-- Task brief --
The pictures stay out; all of the data is to be printed exactly.

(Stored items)
+===+
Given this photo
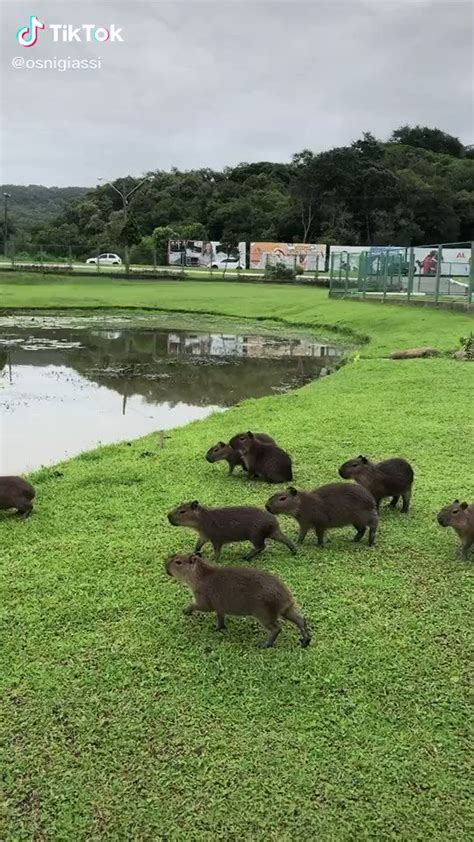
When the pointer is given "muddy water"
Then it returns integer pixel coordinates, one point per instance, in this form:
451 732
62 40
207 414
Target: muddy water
70 383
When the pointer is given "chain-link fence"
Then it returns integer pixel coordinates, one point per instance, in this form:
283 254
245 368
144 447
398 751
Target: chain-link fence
432 273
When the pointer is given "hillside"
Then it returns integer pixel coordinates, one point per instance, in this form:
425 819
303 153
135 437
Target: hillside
34 204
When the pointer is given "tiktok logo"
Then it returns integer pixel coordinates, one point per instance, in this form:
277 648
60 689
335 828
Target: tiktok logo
27 36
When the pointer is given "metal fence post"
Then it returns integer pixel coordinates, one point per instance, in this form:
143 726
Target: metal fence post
438 273
411 272
471 275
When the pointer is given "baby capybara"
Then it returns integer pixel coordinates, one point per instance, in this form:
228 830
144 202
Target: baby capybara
328 507
226 525
461 517
16 493
230 452
239 591
265 460
390 478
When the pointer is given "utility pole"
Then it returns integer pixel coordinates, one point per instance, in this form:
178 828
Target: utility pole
126 197
6 197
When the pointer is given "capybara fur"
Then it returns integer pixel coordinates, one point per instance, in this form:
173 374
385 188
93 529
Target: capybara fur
328 507
461 517
221 451
226 525
230 452
16 493
265 460
390 478
239 591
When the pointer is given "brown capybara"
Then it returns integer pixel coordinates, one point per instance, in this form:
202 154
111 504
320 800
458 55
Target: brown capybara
390 478
230 453
328 507
240 591
221 451
226 525
16 493
265 460
461 517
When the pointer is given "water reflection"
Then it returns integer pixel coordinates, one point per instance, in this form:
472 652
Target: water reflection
66 387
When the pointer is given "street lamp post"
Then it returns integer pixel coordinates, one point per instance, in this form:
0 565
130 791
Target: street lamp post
6 197
126 197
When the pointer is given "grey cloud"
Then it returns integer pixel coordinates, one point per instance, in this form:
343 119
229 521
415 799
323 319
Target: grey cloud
214 83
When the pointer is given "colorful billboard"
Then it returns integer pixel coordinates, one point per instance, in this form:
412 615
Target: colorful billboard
210 254
308 256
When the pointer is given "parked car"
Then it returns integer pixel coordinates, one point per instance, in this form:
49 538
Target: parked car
226 263
107 259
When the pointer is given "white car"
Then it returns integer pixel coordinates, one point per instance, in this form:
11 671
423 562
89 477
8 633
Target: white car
226 263
106 259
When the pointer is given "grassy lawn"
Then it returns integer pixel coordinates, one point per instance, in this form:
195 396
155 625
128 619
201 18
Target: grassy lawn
124 719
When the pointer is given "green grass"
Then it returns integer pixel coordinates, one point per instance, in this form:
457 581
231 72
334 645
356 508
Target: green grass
125 720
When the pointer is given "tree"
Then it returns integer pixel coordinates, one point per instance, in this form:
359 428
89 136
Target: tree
423 137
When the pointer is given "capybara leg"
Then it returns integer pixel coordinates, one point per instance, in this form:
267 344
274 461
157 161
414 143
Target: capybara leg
372 534
303 532
217 551
257 549
199 544
274 629
292 615
406 500
360 532
320 535
283 539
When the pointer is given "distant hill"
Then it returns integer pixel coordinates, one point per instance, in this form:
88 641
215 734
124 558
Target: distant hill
34 204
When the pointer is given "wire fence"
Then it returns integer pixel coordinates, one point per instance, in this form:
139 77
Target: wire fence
405 274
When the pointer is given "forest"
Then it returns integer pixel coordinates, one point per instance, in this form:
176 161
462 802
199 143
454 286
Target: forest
415 188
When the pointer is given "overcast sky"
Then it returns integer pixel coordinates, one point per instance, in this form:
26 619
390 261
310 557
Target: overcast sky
205 84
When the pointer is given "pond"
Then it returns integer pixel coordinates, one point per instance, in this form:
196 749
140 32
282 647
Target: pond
70 382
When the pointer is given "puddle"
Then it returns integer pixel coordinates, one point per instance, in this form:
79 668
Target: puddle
70 383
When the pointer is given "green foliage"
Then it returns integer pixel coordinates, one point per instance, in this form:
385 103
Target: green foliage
423 137
122 719
366 193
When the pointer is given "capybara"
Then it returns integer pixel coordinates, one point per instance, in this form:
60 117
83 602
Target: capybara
221 451
265 460
328 507
461 517
230 452
239 591
16 493
226 525
390 478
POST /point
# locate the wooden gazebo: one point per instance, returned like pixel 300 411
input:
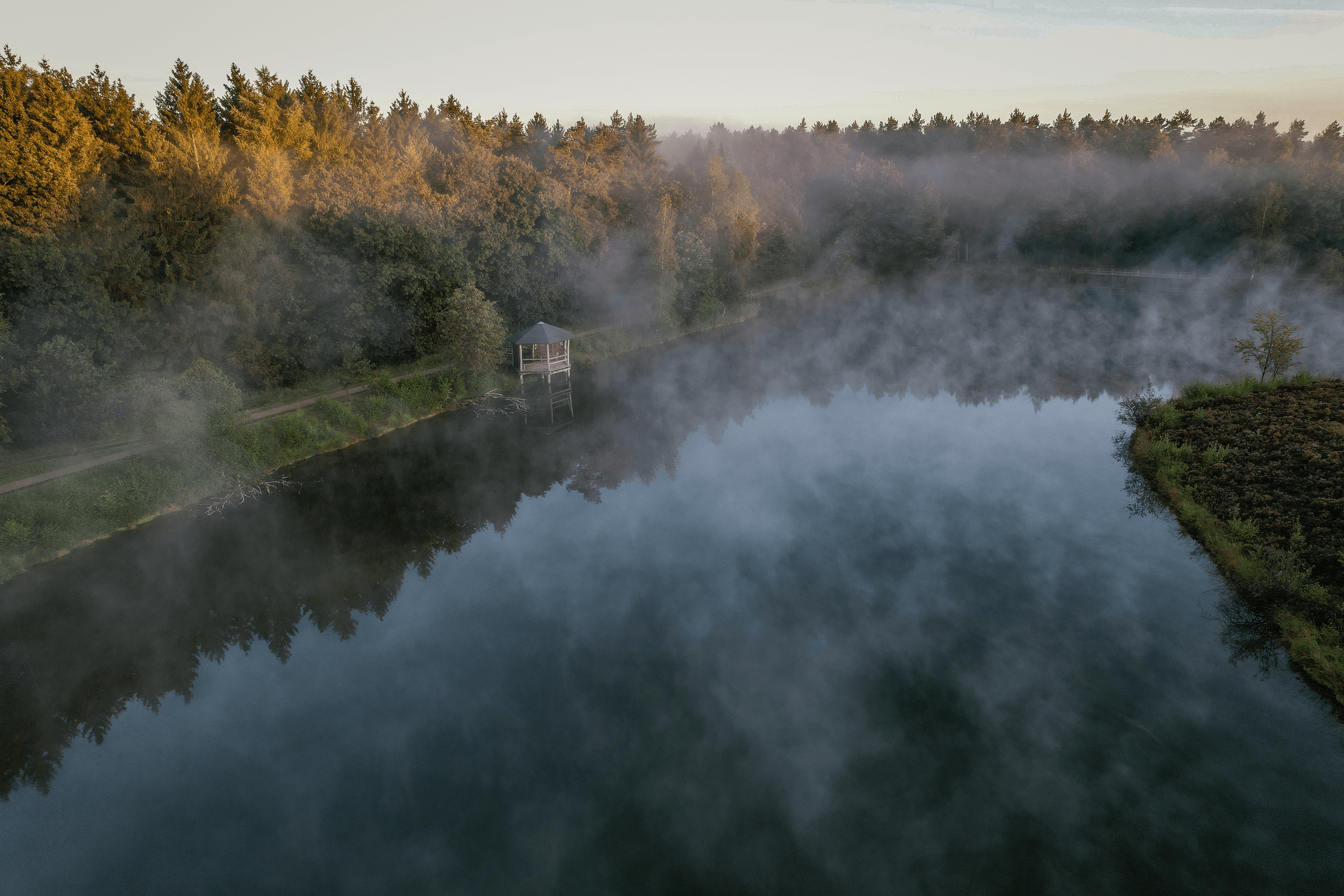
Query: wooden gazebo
pixel 542 350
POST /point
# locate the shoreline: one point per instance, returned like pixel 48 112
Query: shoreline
pixel 1249 499
pixel 604 346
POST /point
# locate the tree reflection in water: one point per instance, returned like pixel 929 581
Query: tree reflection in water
pixel 132 617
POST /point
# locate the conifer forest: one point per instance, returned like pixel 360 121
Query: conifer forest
pixel 279 228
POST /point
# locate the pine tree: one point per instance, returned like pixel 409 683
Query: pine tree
pixel 47 147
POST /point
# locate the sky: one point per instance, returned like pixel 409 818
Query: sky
pixel 744 62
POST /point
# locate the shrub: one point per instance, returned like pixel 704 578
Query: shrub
pixel 1136 409
pixel 452 386
pixel 1281 579
pixel 1166 417
pixel 15 535
pixel 339 416
pixel 292 431
pixel 417 394
pixel 1242 531
pixel 1166 450
pixel 1172 470
pixel 210 389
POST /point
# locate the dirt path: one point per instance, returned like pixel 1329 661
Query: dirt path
pixel 73 468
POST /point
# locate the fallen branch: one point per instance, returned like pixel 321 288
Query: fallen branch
pixel 248 488
pixel 484 405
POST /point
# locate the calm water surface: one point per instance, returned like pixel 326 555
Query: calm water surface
pixel 762 620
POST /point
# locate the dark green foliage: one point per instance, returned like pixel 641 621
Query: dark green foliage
pixel 339 416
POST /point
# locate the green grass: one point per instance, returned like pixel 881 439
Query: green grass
pixel 45 521
pixel 1272 581
pixel 1201 390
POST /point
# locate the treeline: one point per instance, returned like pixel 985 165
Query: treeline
pixel 277 229
pixel 284 229
pixel 1172 191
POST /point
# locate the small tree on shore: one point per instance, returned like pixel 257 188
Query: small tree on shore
pixel 1279 349
pixel 471 330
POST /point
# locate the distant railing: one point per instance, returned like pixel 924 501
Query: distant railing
pixel 1124 272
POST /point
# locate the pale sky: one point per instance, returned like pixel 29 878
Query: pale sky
pixel 744 62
+===+
-- Written response --
Given this photo
When the pointer is given "muddy water"
Then it returns integer pixel coordinates, one point per instance, in this form:
451 732
62 40
207 414
Target: muddy water
70 383
When the pointer is given "chain-link fence"
Then it returns integer pixel coordinates, one point per instance, in this form:
283 254
245 368
144 447
398 751
Target: chain-link fence
432 273
When the pointer is given "hillside"
Then it returns integer pixel coordinates, one point per instance, in this form:
425 819
303 153
135 437
Target: hillside
34 204
When the pointer is given "tiktok logo"
Then it returns integer pixel coordinates, one point per instance, in this form:
277 648
60 689
335 828
Target: tiktok logo
27 36
When the pointer is given "metal fence post"
Then it returns integer pixel coordinates, one point per instance, in this form:
143 726
Target: metal fence post
438 273
411 272
471 275
When the pointer is given "baby capybara"
Then it returns integer pixel coordinates, one point per instance, in this form:
228 830
144 202
Target: baby capybara
328 507
226 525
461 517
16 493
230 452
239 591
265 460
390 478
When the pointer is given "utility pole"
Then it returns integer pixel coordinates, one point per instance, in this form:
178 828
Target: utility pole
126 197
6 197
When the pointer is given "capybara fur"
Then it returns integer pixel coordinates, one point per instance, in this form:
173 374
385 188
93 529
Target: capybara fur
328 507
461 517
221 451
226 525
230 452
16 493
265 460
390 478
239 591
When the pointer is given "brown capybara"
Then it returns integer pixel coordinates, one point per instance, in this form:
202 154
111 504
320 800
458 55
Target: brown capybara
390 478
230 453
328 507
240 591
221 451
226 525
16 493
265 460
461 517
When the pointer is given "water reflection"
Then it returns integer pixel coordinates, one point per instance, in this form:
472 652
Target: water reflection
66 387
When the pointer is given "street lamp post"
Then it returns integer pixel coordinates, one point per instance, in this form:
0 565
130 791
Target: street lamp post
6 197
126 197
When the pointer is given "grey cloud"
Then it returns integer pixel coordinates, one point per instance, in this form:
343 119
229 521
415 799
323 319
Target: grey cloud
214 83
When the pointer is given "colorful billboard"
Then it returns integer pixel coordinates, one point per instance, in this form:
412 615
Target: colorful billboard
210 254
308 256
When the pointer is given "parked car"
Then it returns integer pixel coordinates, one point per instance, in this form:
49 538
Target: parked car
226 263
107 259
When the pointer is given "white car"
Then it returns integer pixel coordinates, one point per instance, in this form:
11 671
423 562
89 477
8 633
Target: white car
226 263
106 259
When the pointer is given "grassy lawn"
Then it returns integer pixel coordinates, one point per instance, in this form:
195 396
155 625
128 619
201 18
Target: grassy lawn
124 719
When the pointer is given "green grass"
Then it returns integer pixel coordinates, one point per instance, in this form:
457 581
231 72
334 645
356 508
Target: green grass
125 720
When the pointer is given "tree"
Then it returns integer pixel coordinates, one point per instance, in this form:
359 428
89 136
Target: tree
423 137
When the pointer is given "capybara leg"
Then it returns integer pixel coordinates, one point per instance, in this form:
267 344
274 461
157 161
414 143
Target: capybara leg
372 534
303 532
217 551
257 549
199 544
274 629
292 615
406 500
360 532
320 535
283 539
When the pointer is given "distant hill"
Then it returns integer pixel coordinates, one point per instance, in this form:
88 641
215 734
124 558
Target: distant hill
34 204
When the pointer is given "wire fence"
Then it returns integer pixel coordinates, one point per instance, in this form:
139 77
Target: wire fence
405 274
When the pointer is given "forest"
Then it returns integer pixel coordinates, one point per instance, in this form:
176 161
462 802
199 143
454 286
Target: forest
415 188
When the pointer is given "overcast sky"
Then it returns integer pixel coordinates, one point per instance, in this form:
26 619
390 261
310 557
Target: overcast sky
205 84
When the pointer is given "pond"
Then it returns integer pixel coordinates, one point per instance, in this form:
196 749
140 32
282 647
Target: pond
70 382
When the pointer is given "puddle"
Then it returns integer pixel coordinates, one point per instance, in this form:
79 668
Target: puddle
70 383
When the pointer is given "green foliage"
Then it returns integer pixel coordinates, one point per instance, in this form:
385 103
Target: green foliage
423 137
122 719
366 193
When the pointer is given "capybara"
Then it returns integer pixel coordinates, one point per instance, in this form:
60 117
83 602
Target: capybara
221 451
265 460
328 507
461 517
230 452
239 591
16 493
226 525
390 478
POST /point
# locate the wooden gazebo: one point per instance, returned like pixel 300 411
input:
Query: wooden gazebo
pixel 542 350
POST /point
# locate the shoreline: one point per instance, returned like pixel 48 112
Query: shoreline
pixel 1249 499
pixel 604 346
POST /point
# locate the tree reflection in water: one point per instance, returned like pixel 929 581
Query: tree reflection in water
pixel 132 617
POST /point
# locate the conifer forest: one point per instance, returned like pixel 360 121
Query: conifer forest
pixel 279 228
POST /point
# locate the pine tree: one point per instance, returned like pixel 409 683
Query: pine tree
pixel 47 147
POST /point
# locate the sky: one point per instance, returned like pixel 409 818
Query: sky
pixel 744 62
POST /point
# locate the shrub: one point per instance, returned like pixel 704 578
Query: shrub
pixel 1136 409
pixel 452 386
pixel 1281 579
pixel 1166 417
pixel 15 535
pixel 339 416
pixel 292 431
pixel 417 394
pixel 1242 531
pixel 1166 450
pixel 1172 470
pixel 210 389
POST /point
# locate the dirt path: one point per instance, returned like pixel 1329 661
Query: dirt path
pixel 73 468
POST /point
# locate the fallen branch: one point per instance, returned like pixel 321 288
Query: fallen branch
pixel 248 488
pixel 484 405
POST /point
# locate the calm water surface: one point per instance, returned like pixel 326 555
Query: calm water surface
pixel 762 620
POST /point
# locate the dark green foliage: one point per instance, returned like pixel 641 621
Query: dark green foliage
pixel 339 416
POST /point
# locate the green grass: one point per instance, returned like pixel 881 439
Query: green grass
pixel 45 521
pixel 1272 581
pixel 1201 390
POST /point
# locate the treeline: one point per instance, returned like pixel 985 165
Query: treeline
pixel 277 229
pixel 284 229
pixel 1172 191
POST /point
# locate the small tree on shore: one point per instance, returned like pixel 257 188
Query: small tree on shore
pixel 1279 349
pixel 471 330
POST /point
# locate the distant railing: one point per instance, returned like pixel 924 501
Query: distant railing
pixel 1124 272
POST /point
# locate the pale sky: one point per instance, returned like pixel 29 878
Query: pale sky
pixel 744 62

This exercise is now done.